[Goal] Rewrite the material from the line with "Where can you see the green grass" through the line with "point(184, 1171)", keeping the requests. Rescale the point coordinates in the answers by multiplying them by 1.35 and rounding to whole numbers (halves go up), but leave the numbers in the requests and their sample points as they are.

[Records to process]

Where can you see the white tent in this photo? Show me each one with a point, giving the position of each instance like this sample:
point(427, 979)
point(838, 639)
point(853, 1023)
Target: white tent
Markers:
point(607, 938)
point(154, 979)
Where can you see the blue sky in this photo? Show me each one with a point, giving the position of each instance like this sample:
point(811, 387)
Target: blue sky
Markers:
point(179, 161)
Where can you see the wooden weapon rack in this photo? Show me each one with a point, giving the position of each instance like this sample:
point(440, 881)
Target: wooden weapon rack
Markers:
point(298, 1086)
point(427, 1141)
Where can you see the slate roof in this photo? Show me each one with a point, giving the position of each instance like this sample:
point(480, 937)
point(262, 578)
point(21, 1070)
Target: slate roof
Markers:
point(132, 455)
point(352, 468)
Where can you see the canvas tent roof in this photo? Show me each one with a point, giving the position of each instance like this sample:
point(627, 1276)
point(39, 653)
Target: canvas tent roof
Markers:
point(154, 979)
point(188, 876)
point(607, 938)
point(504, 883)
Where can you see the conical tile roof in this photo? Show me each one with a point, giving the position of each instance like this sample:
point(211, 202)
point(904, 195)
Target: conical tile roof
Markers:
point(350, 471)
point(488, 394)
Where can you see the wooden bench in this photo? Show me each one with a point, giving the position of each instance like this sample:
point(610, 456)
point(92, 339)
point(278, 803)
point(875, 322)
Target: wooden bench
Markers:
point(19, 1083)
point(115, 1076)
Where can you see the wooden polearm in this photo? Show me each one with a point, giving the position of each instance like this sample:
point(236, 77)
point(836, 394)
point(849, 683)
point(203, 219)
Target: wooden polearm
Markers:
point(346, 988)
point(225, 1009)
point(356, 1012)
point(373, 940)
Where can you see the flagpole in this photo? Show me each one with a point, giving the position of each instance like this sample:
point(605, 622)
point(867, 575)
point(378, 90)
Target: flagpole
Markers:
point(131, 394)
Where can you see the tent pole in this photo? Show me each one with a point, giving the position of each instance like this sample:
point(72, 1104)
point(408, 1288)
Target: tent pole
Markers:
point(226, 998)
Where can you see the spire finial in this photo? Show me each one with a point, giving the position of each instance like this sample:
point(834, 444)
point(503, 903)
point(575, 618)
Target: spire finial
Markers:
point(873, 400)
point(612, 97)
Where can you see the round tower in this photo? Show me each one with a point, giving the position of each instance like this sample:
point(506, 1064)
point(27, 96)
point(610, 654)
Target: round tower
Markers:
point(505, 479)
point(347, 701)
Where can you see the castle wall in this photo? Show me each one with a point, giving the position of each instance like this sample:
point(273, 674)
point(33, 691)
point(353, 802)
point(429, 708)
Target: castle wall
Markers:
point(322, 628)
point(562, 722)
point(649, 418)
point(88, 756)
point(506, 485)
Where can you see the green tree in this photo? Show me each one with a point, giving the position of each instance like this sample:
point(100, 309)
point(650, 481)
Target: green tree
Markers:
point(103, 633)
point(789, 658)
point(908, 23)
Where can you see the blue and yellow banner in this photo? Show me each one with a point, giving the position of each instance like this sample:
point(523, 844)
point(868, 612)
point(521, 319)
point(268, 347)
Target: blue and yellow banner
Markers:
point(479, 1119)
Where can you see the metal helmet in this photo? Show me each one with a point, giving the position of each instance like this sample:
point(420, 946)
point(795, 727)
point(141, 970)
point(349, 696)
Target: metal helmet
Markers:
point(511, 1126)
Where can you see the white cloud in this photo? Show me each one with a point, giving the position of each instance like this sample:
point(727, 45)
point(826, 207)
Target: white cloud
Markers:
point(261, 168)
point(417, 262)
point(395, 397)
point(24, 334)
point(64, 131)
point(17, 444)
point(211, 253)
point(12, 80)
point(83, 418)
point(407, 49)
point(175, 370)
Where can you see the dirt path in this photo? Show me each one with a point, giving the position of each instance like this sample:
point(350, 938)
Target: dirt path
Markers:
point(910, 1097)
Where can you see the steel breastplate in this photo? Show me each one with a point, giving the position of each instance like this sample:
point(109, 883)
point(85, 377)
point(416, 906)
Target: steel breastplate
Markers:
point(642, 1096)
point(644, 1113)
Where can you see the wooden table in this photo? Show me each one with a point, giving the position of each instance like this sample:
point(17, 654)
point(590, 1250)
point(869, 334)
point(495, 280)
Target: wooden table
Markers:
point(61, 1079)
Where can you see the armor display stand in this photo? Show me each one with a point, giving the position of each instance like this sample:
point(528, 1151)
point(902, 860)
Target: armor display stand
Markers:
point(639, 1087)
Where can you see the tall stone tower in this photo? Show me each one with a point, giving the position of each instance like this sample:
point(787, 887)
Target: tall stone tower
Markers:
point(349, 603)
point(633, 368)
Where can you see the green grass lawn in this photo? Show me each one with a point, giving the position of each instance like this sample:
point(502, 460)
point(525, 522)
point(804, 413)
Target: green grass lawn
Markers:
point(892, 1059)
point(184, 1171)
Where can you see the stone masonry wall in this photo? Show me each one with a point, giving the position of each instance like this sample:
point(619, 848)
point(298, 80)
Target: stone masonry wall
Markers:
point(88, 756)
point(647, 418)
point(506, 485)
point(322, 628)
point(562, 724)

[The reply]
Where can you see the green grass lawn in this photo? Show me each one with a point, giving the position of each instance like this sample:
point(502, 460)
point(525, 522)
point(804, 413)
Target: green grass lawn
Markers:
point(1204, 1430)
point(248, 1581)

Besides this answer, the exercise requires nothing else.